Document segment:

Manufacturing jobs have fled the U.S. in favor of cheaper labor in China, and those jobs are not coming back, Shapiro said. In China, a worker might spend all day doing one repetitive task on a manufacturing line.
“Americans are not going to be doing that kind of repetitive work – not with our education,” he said.
That’s why our national strategy should be focused on creating an innovation economy, Shapiro said.
“The thing about innovation is that every new idea challenges something in the past,” he said.
That’s why the U.S. has fewer travel agents, newspaper reporters and plant workers than years ago.
“As Americans we have a culture of doing things better,” Shapiro said.
To encourage innovation, the U.S. school system needs improvement, Shapiro said. Kids need to be taught to ask questions. The teachers that allow students to ask questions and challenge them are the best teachers, Shapiro said.
The U.S. entrepreneurial system also encourages innovation. The U.S. should not punish people for being successful and making money, Shapiro said. Entrepreneurs like Bill Gates, whose estimated net worth is around $60 billion, should be applauded, Shapiro said
“We reward people by letting them get wealthy,” he said. “It encourages the best and the brightest.”
But the focus on innovation has changed since Sept. 11, Shapiro said.
To remedy that, the U.S. also needs to change its immigration policies so that it doesn’t kick out the smartest people in our society who earn advanced degrees in science, engineering, technology and math. The National Science Foundation spends $6 billion a year on research and a lot of that research is done by foreign graduate students attending U.S. universities. Upon graduation, those students must go back to the countries they came from instead of being allowed to stay in the U.S., Shapiro said.

Information shown:
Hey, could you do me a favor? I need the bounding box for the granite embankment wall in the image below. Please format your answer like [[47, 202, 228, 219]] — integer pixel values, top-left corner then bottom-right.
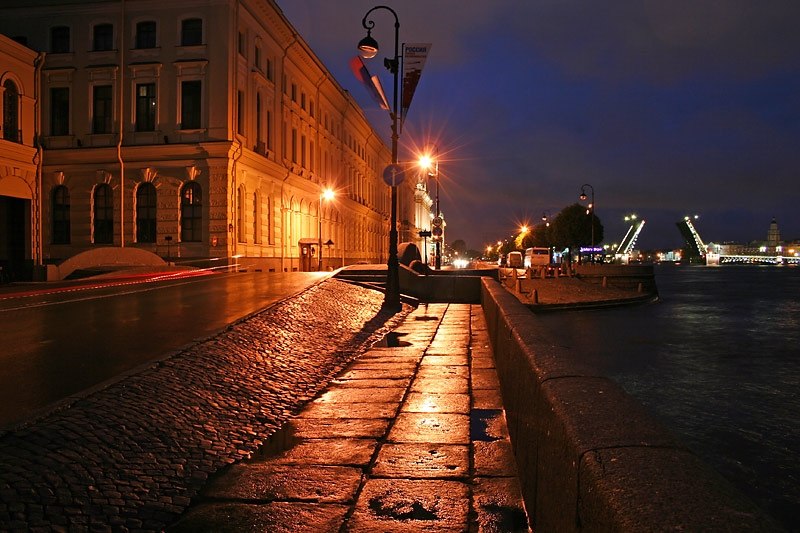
[[481, 278, 780, 532]]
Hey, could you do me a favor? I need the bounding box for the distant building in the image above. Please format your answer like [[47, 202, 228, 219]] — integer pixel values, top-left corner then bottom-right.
[[767, 218, 781, 246], [0, 0, 406, 278]]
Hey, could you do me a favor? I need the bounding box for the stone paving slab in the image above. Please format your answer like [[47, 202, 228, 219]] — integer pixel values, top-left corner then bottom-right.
[[0, 280, 410, 532], [169, 304, 529, 533]]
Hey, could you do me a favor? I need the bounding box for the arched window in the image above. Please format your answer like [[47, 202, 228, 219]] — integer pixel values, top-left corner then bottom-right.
[[181, 181, 203, 242], [236, 185, 247, 242], [3, 80, 22, 143], [52, 185, 70, 244], [93, 183, 114, 244], [181, 19, 203, 46], [136, 182, 156, 242]]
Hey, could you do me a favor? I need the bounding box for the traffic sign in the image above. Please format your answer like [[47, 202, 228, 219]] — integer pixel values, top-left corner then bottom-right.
[[383, 163, 406, 187]]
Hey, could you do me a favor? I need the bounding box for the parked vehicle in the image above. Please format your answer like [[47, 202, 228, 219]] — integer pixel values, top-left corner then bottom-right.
[[525, 248, 550, 268]]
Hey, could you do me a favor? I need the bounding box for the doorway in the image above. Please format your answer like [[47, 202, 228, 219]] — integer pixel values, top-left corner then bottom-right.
[[0, 196, 33, 283]]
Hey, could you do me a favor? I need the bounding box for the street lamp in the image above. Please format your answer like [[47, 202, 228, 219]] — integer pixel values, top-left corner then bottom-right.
[[419, 155, 443, 270], [317, 189, 335, 272], [580, 183, 594, 263], [358, 6, 402, 311]]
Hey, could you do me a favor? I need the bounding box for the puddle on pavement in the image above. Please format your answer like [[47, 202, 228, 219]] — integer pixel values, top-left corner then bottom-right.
[[469, 409, 503, 442], [252, 422, 301, 461], [483, 503, 529, 531], [369, 496, 439, 520], [375, 331, 411, 348]]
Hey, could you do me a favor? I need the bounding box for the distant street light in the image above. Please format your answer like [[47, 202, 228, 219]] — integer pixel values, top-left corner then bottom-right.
[[419, 148, 444, 270], [358, 6, 402, 311], [317, 188, 335, 272], [580, 183, 594, 263]]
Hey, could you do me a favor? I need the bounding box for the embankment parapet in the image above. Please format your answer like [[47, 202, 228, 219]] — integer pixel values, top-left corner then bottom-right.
[[481, 279, 780, 532]]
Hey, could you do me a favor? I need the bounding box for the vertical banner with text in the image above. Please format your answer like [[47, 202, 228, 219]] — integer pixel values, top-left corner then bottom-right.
[[400, 43, 431, 130]]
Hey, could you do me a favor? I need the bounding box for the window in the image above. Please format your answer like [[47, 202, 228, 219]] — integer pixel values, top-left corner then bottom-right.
[[253, 191, 261, 244], [267, 196, 275, 244], [92, 24, 114, 52], [136, 83, 156, 131], [181, 181, 203, 242], [136, 20, 156, 48], [136, 182, 156, 243], [93, 183, 114, 244], [181, 80, 203, 130], [236, 185, 247, 242], [1, 80, 22, 142], [50, 26, 70, 54], [256, 93, 264, 144], [52, 185, 70, 244], [181, 19, 203, 46], [236, 91, 244, 135], [267, 110, 272, 150], [92, 85, 114, 133], [50, 87, 69, 135]]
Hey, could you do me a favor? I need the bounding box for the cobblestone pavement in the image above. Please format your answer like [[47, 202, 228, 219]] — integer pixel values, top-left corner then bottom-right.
[[167, 304, 529, 533], [0, 280, 402, 531]]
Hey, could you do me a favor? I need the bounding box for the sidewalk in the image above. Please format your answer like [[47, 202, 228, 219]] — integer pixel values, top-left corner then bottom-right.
[[167, 304, 528, 532]]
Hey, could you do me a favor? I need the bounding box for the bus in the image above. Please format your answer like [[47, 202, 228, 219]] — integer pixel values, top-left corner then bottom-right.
[[525, 248, 550, 268]]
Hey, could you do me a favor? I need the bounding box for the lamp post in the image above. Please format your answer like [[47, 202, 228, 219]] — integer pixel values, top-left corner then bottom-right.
[[358, 6, 402, 311], [580, 183, 594, 263], [419, 155, 444, 270], [317, 189, 334, 272]]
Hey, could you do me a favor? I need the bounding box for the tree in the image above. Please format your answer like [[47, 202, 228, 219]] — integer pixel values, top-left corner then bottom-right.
[[549, 203, 603, 249]]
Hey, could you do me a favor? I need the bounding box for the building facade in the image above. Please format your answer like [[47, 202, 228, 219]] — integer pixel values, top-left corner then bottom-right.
[[0, 35, 41, 282], [0, 0, 400, 277]]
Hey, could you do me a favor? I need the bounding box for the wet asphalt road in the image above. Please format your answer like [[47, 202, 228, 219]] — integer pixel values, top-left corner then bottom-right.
[[0, 272, 327, 428]]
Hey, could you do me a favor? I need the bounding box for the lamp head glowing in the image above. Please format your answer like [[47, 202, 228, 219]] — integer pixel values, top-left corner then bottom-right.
[[358, 30, 380, 59]]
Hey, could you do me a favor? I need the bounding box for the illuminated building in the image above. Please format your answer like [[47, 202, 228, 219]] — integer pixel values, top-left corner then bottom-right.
[[0, 0, 396, 279]]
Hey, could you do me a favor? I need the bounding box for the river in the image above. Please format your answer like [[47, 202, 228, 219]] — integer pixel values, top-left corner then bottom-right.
[[538, 265, 800, 531]]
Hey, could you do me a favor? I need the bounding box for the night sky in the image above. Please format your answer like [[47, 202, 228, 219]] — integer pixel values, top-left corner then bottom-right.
[[278, 0, 800, 250]]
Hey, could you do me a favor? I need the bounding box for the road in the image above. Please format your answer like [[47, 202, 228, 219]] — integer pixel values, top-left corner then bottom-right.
[[0, 272, 328, 428]]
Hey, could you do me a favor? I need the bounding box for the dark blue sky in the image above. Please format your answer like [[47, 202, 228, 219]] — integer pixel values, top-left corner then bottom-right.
[[278, 0, 800, 249]]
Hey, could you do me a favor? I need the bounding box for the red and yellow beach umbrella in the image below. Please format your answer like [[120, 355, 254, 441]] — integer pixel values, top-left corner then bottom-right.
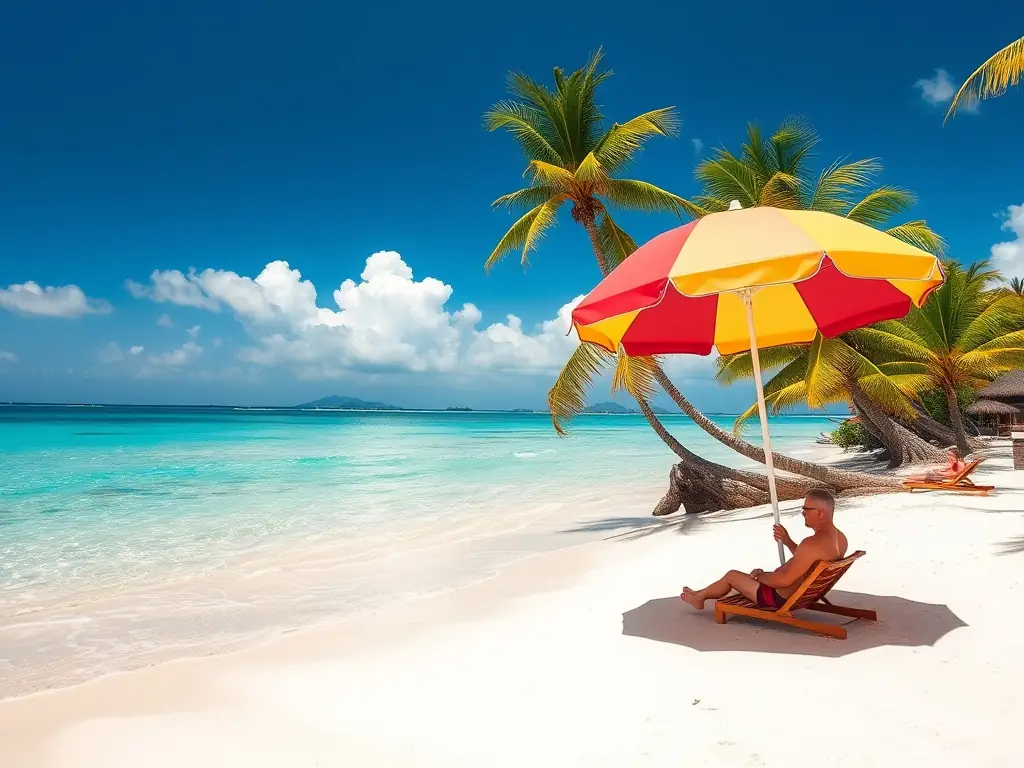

What you need to do: Render this sentence from the text on innovation and the U.S. economy in Spanish: "The U.S. entrepreneurial system also encourages innovation."

Worked solution: El sistema empresarial de EE. UU. también fomenta la innovación.